Problems to work on -
(1) Copy the passage of the book blog post between "My book beginning" and "unable to relax.", inclusive, word for word.
(2) Proceed with the book blog post about The Paying Guests, picking up right after its last sentence.
(Text provided Opens)
This week I finished The Paying Guests by Sarah Waters. I thought it was a great book, I had to force myself to put it down and go to work, sleep etc. I'm now reading No One Gets Out Alive by Adam Nevill, a horror novel which is due to be published on 23rd October, just in time for Halloween. 

 

The Paying Guests  

 

Friday 12 September 2014

Book Beginnings On Fridays (The Paying Guests)

Book Beginnings on Fridays is hosted by Rose City Reader and as she says the idea of this meme is for you to share the first sentence (or so) of the book you are reading, along with your initial thoughts about the sentence, impressions of the book, or anything else the opener inspires. Please remember to include the title of the book and the author's name. There's a linky list on the website and you can use #BookBeginnings on Twitter.

 

My book beginning this week is The Paying Guests by Sarah Waters, I've now finished it and it was very, very good.

 

The Barbers had said they would arrive by three. It was like waiting to begin a journey, Frances thought. She and her mother had spent the morning watching the clock, unable to relax.
(Text provided Closes)
(Given information Opens)
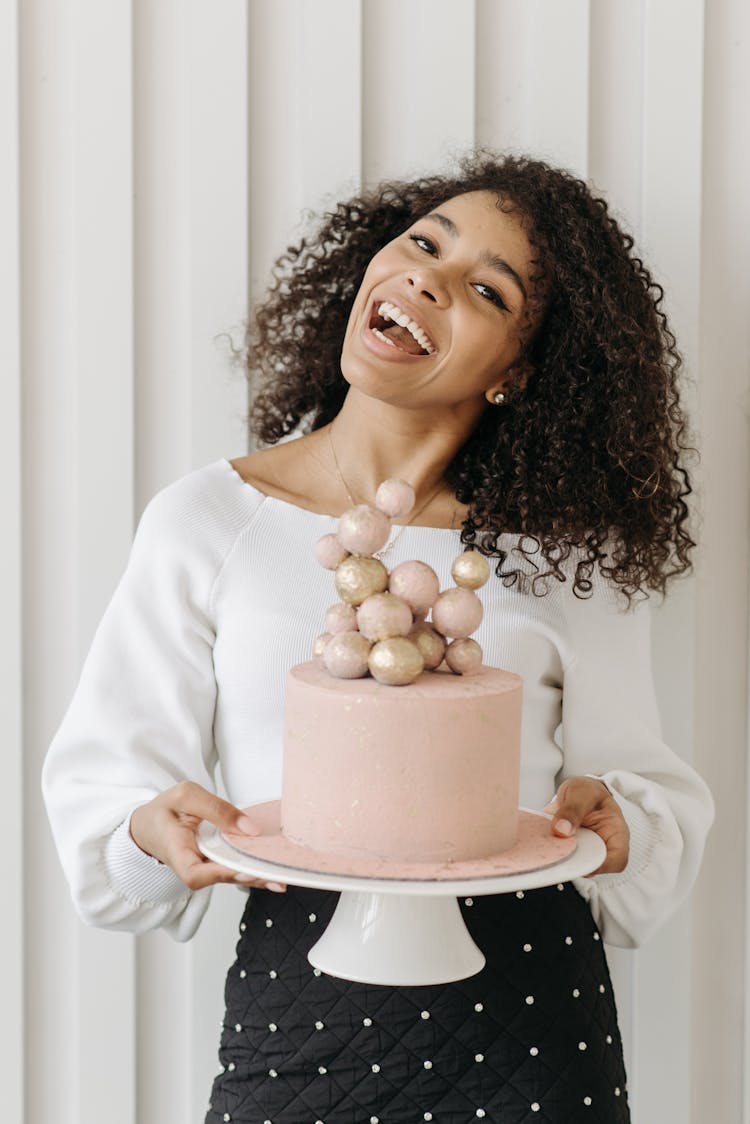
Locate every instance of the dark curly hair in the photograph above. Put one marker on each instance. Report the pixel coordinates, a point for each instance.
(586, 462)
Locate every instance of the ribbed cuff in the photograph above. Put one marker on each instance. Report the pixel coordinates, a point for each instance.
(136, 876)
(643, 835)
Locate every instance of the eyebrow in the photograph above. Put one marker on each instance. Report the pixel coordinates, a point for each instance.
(494, 261)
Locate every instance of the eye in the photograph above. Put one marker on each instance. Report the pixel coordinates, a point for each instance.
(424, 243)
(490, 295)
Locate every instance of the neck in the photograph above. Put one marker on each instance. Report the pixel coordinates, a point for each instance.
(373, 442)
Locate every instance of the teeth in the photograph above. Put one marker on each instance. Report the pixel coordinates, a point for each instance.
(392, 313)
(379, 334)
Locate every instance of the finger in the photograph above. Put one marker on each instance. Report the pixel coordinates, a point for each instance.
(615, 835)
(259, 884)
(576, 799)
(196, 800)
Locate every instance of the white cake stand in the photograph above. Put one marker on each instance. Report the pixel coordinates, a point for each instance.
(400, 933)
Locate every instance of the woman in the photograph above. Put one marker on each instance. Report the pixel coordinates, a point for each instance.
(490, 338)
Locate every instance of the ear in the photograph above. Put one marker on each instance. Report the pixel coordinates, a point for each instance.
(512, 381)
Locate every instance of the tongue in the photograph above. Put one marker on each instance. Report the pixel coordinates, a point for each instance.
(403, 338)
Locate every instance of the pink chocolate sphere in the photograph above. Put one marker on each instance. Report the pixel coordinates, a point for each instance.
(330, 552)
(383, 615)
(395, 498)
(431, 644)
(345, 655)
(463, 656)
(457, 613)
(416, 583)
(363, 529)
(341, 617)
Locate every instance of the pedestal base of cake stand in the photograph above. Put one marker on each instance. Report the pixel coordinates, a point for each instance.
(396, 939)
(399, 932)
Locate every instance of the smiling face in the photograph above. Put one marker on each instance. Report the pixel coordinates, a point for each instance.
(440, 313)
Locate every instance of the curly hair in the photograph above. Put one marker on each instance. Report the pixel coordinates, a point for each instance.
(586, 462)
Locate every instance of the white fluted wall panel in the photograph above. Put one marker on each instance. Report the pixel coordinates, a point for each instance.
(161, 154)
(11, 824)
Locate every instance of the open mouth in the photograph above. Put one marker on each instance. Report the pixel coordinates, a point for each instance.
(392, 326)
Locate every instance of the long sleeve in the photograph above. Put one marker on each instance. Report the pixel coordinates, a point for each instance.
(142, 717)
(611, 728)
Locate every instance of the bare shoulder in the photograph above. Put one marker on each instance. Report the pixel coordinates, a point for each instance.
(291, 471)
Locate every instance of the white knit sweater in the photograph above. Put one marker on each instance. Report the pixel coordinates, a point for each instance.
(223, 595)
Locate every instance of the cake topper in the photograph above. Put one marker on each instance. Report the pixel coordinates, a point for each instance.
(380, 626)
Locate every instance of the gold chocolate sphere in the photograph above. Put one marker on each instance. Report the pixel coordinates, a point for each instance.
(470, 570)
(396, 661)
(359, 578)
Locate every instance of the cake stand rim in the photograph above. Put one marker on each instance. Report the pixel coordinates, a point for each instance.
(588, 854)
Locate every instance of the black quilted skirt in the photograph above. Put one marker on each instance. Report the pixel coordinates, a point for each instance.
(532, 1038)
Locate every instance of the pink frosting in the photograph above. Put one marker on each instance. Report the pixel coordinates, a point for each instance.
(425, 772)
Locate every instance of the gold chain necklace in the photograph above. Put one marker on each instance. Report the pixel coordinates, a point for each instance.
(388, 547)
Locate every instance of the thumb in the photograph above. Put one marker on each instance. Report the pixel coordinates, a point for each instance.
(225, 816)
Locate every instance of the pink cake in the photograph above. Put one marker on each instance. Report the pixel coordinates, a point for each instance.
(426, 772)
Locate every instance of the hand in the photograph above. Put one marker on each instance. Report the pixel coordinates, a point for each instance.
(165, 828)
(584, 801)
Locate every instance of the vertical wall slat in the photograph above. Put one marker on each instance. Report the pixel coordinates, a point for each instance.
(11, 827)
(721, 665)
(303, 101)
(104, 485)
(669, 239)
(615, 103)
(50, 462)
(417, 79)
(77, 497)
(304, 106)
(533, 79)
(218, 157)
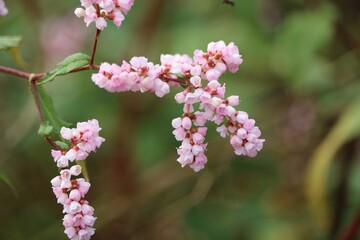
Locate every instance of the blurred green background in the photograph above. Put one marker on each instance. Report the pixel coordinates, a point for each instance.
(299, 80)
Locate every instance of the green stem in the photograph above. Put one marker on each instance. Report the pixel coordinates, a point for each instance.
(84, 171)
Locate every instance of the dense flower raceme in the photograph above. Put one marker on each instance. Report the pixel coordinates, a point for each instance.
(69, 191)
(3, 9)
(84, 139)
(199, 76)
(99, 10)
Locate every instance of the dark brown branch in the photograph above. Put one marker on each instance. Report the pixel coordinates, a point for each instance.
(97, 35)
(15, 72)
(38, 76)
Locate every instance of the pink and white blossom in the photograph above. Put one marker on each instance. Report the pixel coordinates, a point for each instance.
(99, 11)
(3, 10)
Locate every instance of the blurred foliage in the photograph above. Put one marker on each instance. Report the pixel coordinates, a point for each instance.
(299, 80)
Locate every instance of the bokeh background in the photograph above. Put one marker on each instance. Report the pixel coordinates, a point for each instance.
(299, 80)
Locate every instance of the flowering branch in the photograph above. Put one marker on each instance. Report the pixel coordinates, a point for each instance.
(94, 47)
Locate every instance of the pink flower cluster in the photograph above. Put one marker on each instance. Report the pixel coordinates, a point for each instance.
(138, 75)
(3, 9)
(199, 76)
(78, 220)
(84, 139)
(115, 10)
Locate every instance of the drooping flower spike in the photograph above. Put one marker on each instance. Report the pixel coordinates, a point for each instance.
(200, 77)
(99, 11)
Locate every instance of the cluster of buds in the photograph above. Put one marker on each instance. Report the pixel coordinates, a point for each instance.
(70, 192)
(84, 139)
(99, 10)
(199, 76)
(3, 9)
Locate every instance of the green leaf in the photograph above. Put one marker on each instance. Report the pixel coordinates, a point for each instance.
(69, 64)
(8, 42)
(346, 128)
(4, 178)
(49, 112)
(45, 129)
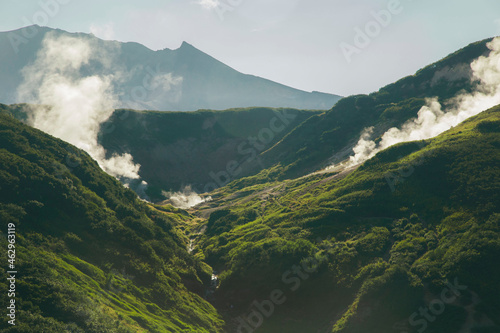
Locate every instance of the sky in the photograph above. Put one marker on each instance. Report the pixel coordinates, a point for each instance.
(342, 47)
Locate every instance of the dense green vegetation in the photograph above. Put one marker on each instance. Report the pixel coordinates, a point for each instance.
(91, 257)
(384, 238)
(406, 242)
(328, 137)
(198, 148)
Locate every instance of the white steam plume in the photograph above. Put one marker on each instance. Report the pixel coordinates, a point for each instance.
(433, 119)
(186, 198)
(73, 106)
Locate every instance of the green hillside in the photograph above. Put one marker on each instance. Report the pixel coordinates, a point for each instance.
(406, 242)
(378, 242)
(328, 138)
(205, 149)
(90, 256)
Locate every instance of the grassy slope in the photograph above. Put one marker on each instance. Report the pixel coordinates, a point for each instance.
(90, 256)
(389, 234)
(191, 145)
(327, 137)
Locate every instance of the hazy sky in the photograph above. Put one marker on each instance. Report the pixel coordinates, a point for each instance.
(300, 43)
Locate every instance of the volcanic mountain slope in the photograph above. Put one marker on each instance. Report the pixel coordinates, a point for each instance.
(370, 249)
(185, 79)
(90, 256)
(179, 149)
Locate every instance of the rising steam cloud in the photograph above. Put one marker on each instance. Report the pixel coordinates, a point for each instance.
(434, 119)
(73, 106)
(186, 198)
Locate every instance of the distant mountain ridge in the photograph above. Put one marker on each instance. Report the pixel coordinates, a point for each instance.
(197, 80)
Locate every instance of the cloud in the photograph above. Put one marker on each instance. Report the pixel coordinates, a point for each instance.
(186, 198)
(434, 118)
(70, 105)
(105, 31)
(209, 4)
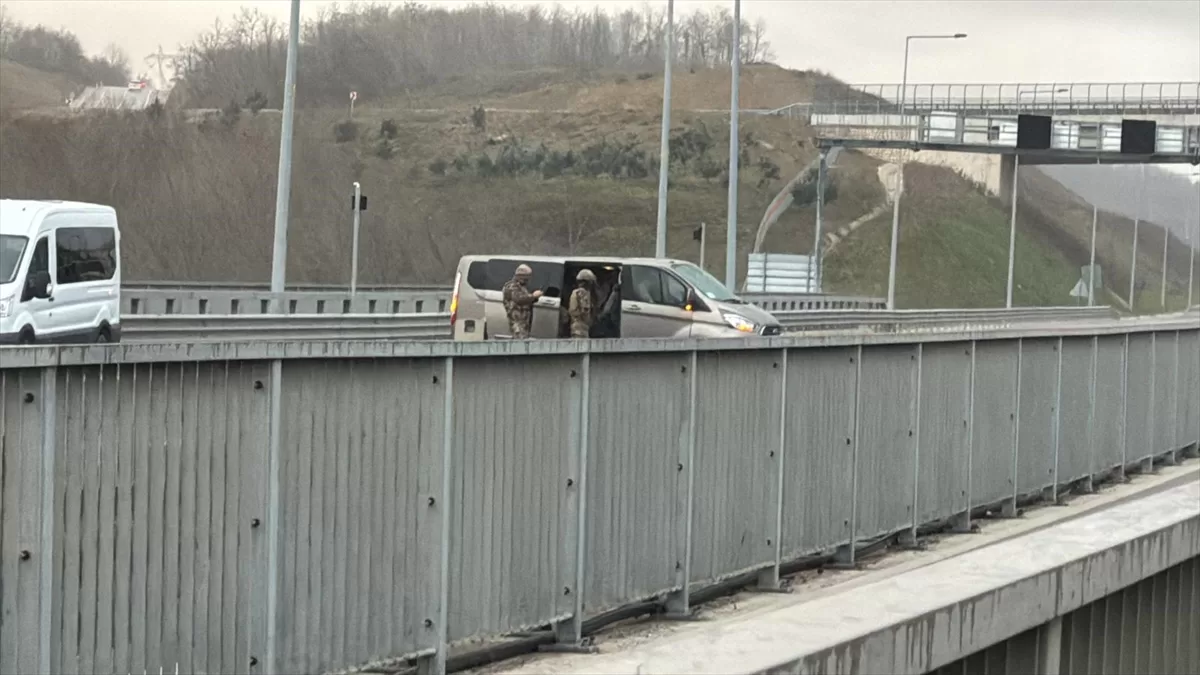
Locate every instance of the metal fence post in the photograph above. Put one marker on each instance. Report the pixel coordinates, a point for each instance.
(Given information Closes)
Answers for each item -
(1)
My book beginning this week is The Paying Guests by Sarah Waters, I've now finished it and it was very, very good.

 

The Barbers had said they would arrive by three. It was like waiting to begin a journey, Frances thought. She and her mother had spent the morning watching the clock, unable to relax.

(2)
The Paying Guests  

Book Description

It is 1922, and London is tense. Ex-servicemen are disillusioned, the out-of-work and the hungry are demanding change. And in South London, in a genteel Camberwell villa, a large silent house now bereft of brothers, husband and even servants, life is about to be transformed, as impoverished widow Mrs Wray and her spinster daughter, Frances, are obliged to take in lodgers.

For with the arrival of Lilian and Leonard Barber, a modern young couple of the 'clerk class', the routines of the house will be shaken up in unexpected ways. And as passions mount and frustration gathers, no one can foresee just how far-reaching, and how devastating, the disturbances will be.
 

Monday 8 September 2014

Monday Posts

Mailbox Monday & It's Monday! What Are You Reading?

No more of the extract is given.